▶ **WHAT IS BEING ASKED**
Retype, without any change, the line that contains "If you could mark the riveted" and every line that follows it to the end of the entries, and nothing else.

▶ **RECORDS**
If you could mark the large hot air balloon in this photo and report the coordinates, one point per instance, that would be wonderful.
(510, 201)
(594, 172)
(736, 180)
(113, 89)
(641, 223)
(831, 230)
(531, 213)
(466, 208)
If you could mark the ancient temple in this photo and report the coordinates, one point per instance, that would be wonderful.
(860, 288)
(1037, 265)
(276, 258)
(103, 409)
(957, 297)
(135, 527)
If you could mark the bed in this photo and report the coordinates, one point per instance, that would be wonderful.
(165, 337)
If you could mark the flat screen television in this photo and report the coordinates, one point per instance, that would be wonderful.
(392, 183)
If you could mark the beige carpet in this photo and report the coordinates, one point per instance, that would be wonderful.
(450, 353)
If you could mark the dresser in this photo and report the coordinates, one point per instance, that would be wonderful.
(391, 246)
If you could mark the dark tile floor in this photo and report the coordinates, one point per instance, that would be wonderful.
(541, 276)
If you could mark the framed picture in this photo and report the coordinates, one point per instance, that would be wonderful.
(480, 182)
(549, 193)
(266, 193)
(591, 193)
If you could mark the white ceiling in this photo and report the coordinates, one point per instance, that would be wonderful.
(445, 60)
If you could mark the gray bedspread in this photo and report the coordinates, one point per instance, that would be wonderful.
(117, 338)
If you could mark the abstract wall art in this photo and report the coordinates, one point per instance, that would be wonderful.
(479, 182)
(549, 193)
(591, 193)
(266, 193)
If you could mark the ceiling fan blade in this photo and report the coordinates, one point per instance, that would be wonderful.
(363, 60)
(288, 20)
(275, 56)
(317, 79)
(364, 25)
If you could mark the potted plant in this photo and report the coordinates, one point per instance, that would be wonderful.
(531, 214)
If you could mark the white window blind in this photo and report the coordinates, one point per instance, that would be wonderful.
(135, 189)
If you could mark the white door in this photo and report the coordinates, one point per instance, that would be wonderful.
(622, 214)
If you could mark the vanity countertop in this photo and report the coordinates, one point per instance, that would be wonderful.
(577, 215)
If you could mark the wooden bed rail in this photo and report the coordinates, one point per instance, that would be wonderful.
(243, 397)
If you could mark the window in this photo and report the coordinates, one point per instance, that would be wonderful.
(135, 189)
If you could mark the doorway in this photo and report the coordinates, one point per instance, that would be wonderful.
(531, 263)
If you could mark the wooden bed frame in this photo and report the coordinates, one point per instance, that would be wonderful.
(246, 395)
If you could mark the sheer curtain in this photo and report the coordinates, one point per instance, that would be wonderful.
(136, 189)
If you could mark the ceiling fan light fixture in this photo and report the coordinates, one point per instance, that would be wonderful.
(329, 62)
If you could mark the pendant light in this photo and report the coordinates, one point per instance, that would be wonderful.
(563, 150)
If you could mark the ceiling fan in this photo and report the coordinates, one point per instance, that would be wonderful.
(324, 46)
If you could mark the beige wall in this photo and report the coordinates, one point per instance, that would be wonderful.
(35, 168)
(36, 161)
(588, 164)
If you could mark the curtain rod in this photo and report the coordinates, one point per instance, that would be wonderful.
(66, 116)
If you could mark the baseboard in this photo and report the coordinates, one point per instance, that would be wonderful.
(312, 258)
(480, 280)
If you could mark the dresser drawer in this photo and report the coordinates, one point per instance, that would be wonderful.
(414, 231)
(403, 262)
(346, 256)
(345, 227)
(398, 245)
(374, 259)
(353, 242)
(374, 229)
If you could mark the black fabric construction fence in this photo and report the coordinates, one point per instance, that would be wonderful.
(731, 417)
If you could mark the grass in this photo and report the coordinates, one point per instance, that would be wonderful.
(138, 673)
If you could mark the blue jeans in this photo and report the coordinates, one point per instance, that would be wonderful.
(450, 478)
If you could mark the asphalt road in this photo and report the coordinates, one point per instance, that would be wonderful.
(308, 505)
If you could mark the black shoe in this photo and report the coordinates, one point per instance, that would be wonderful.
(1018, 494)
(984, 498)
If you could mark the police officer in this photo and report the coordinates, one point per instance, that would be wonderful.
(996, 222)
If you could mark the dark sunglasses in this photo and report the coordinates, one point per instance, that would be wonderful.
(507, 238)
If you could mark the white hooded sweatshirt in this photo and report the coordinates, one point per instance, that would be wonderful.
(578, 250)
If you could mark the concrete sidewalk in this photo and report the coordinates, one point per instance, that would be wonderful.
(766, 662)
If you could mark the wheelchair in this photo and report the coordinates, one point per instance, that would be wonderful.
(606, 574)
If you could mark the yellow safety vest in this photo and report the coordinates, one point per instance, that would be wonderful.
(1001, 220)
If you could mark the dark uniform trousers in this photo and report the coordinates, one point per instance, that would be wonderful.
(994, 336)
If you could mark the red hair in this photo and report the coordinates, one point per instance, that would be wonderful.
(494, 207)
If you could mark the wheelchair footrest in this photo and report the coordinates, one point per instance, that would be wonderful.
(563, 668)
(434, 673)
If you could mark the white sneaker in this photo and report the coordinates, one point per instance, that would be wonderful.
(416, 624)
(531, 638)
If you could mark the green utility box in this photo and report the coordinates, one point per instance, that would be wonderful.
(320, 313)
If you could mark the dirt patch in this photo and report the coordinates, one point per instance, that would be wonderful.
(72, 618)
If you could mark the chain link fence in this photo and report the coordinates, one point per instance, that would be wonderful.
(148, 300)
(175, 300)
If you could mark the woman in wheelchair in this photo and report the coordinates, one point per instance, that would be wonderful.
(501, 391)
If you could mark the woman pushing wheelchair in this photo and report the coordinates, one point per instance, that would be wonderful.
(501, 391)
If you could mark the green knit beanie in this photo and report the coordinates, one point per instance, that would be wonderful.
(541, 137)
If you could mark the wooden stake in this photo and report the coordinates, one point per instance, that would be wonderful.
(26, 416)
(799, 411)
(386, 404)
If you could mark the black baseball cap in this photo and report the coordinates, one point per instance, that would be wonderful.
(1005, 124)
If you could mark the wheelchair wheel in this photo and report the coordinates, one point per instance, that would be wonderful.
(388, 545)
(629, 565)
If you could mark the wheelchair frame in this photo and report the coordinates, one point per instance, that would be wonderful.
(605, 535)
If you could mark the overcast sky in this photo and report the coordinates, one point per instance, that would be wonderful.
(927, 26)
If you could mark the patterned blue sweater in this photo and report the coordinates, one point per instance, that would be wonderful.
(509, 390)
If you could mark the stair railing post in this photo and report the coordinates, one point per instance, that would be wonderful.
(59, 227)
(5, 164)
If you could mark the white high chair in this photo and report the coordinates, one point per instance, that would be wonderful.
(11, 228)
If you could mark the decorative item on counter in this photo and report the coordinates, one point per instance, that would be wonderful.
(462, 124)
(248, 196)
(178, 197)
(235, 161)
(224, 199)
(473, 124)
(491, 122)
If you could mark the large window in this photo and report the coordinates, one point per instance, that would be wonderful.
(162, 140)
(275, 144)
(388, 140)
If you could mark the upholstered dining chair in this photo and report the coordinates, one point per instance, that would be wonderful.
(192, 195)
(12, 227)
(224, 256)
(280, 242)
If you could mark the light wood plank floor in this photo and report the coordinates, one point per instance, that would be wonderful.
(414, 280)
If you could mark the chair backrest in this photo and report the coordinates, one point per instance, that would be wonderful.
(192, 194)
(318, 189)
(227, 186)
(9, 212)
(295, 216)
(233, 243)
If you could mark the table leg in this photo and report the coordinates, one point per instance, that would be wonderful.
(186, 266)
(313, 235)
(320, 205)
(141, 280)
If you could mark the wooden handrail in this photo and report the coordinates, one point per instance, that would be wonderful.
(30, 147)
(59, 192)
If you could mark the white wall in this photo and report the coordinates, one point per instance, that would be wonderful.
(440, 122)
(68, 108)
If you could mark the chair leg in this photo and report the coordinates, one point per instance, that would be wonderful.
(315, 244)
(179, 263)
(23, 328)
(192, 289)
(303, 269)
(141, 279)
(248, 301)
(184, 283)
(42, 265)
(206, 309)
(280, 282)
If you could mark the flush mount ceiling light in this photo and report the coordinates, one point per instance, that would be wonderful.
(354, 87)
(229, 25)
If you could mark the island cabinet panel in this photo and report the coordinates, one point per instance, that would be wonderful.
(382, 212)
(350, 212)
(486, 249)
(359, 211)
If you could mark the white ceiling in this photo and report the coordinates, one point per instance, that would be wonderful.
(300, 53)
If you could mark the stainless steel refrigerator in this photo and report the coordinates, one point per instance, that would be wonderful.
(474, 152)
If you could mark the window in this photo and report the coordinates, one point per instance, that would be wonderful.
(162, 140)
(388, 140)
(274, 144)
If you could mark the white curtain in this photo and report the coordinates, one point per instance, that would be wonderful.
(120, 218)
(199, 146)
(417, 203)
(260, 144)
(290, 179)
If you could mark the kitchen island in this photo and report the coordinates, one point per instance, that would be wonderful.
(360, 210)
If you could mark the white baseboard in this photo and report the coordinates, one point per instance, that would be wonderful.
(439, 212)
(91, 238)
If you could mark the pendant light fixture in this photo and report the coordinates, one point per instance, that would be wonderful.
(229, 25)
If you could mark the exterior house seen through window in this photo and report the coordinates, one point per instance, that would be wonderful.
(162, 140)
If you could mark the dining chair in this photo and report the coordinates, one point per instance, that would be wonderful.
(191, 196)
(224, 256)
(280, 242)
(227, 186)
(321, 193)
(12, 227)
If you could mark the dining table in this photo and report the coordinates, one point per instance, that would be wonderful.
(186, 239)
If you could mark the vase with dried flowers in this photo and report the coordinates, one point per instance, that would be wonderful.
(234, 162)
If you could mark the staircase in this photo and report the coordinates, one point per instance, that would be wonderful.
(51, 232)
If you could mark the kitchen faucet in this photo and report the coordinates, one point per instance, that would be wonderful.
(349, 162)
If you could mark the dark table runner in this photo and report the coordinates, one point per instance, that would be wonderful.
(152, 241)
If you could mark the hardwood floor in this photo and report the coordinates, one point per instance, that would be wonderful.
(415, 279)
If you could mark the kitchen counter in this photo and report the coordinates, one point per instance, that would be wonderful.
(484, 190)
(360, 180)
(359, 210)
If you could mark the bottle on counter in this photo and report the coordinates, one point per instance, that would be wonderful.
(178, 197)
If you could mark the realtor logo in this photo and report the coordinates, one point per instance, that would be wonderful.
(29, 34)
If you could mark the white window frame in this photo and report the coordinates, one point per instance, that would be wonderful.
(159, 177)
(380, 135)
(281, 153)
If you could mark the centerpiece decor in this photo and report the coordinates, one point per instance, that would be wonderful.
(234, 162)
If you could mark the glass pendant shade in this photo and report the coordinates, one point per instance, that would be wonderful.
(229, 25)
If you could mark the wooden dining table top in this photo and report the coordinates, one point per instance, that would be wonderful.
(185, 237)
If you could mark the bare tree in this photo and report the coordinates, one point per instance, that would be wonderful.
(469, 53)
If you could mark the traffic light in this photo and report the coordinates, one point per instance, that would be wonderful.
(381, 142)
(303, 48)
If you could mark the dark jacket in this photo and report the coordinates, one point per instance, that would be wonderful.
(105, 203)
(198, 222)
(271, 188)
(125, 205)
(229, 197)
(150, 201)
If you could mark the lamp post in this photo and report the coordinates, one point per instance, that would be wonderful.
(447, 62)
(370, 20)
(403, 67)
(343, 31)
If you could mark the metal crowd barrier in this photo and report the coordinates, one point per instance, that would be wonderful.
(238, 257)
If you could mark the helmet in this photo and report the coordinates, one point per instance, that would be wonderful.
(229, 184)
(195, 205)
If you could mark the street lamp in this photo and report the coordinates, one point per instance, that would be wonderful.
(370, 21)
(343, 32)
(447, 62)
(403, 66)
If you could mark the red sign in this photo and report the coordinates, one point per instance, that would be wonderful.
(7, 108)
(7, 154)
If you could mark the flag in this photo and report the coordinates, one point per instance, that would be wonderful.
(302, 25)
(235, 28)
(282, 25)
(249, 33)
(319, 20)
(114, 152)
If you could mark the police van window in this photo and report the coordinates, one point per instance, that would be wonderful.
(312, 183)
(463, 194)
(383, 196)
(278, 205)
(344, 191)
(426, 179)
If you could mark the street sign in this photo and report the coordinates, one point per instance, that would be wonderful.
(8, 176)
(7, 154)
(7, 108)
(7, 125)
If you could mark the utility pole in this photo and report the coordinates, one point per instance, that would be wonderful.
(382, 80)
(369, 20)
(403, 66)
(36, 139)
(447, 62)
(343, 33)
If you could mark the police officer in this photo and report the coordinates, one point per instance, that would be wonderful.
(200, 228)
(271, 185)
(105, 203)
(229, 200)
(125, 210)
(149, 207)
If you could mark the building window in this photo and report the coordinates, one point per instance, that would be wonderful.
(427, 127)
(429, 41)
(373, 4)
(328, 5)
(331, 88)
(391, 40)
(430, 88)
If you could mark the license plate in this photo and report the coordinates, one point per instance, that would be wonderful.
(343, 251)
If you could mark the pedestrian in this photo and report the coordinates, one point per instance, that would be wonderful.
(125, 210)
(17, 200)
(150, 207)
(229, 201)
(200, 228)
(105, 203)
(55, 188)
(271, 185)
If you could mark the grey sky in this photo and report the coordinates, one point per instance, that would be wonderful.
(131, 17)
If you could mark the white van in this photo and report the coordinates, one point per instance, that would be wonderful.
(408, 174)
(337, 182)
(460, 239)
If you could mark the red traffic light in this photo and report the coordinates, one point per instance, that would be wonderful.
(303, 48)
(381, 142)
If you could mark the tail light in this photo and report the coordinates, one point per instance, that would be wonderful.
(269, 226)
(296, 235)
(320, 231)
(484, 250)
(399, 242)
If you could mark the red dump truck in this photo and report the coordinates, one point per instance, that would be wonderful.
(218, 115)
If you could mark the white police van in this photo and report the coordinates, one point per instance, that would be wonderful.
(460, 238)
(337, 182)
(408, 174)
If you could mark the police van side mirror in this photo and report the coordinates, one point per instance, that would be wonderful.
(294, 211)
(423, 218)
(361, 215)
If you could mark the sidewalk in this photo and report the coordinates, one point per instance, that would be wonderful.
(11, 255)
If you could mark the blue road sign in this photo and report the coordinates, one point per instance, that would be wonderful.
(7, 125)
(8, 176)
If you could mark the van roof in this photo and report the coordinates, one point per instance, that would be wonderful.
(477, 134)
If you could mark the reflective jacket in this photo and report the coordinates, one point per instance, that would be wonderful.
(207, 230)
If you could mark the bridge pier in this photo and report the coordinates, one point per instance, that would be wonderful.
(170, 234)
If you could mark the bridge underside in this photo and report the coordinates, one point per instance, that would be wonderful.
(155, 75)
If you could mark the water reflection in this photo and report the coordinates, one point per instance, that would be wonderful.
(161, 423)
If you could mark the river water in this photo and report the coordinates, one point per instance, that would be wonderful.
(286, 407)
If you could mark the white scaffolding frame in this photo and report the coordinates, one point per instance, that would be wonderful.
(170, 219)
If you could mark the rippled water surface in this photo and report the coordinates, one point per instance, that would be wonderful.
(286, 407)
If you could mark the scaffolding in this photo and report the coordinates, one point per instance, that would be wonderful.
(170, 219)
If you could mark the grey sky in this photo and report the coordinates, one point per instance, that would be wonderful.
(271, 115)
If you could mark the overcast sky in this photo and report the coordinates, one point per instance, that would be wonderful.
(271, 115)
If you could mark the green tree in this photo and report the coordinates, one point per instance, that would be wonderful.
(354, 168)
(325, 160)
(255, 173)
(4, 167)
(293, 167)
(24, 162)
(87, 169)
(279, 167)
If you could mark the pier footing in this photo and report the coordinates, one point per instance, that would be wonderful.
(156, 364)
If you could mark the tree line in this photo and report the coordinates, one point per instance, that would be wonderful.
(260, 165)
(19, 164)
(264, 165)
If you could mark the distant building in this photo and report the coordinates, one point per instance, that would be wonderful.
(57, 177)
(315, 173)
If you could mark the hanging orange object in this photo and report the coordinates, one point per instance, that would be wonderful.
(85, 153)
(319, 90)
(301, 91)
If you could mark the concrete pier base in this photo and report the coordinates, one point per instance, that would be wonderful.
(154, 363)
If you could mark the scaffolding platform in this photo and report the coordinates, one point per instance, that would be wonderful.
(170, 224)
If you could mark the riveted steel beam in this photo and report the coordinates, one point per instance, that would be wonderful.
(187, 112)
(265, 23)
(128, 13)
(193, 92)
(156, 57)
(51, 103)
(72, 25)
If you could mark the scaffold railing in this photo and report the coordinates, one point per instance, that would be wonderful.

▶ **SOLVED EXERCISE**
If you could mark the riveted steel beam in this photo and report the coordinates, one point per instance, that would be wonderful.
(187, 112)
(265, 23)
(128, 13)
(193, 92)
(156, 57)
(51, 103)
(72, 25)
If you could mark the scaffold railing in this photo and report the coordinates, one point per instance, that would be wonderful.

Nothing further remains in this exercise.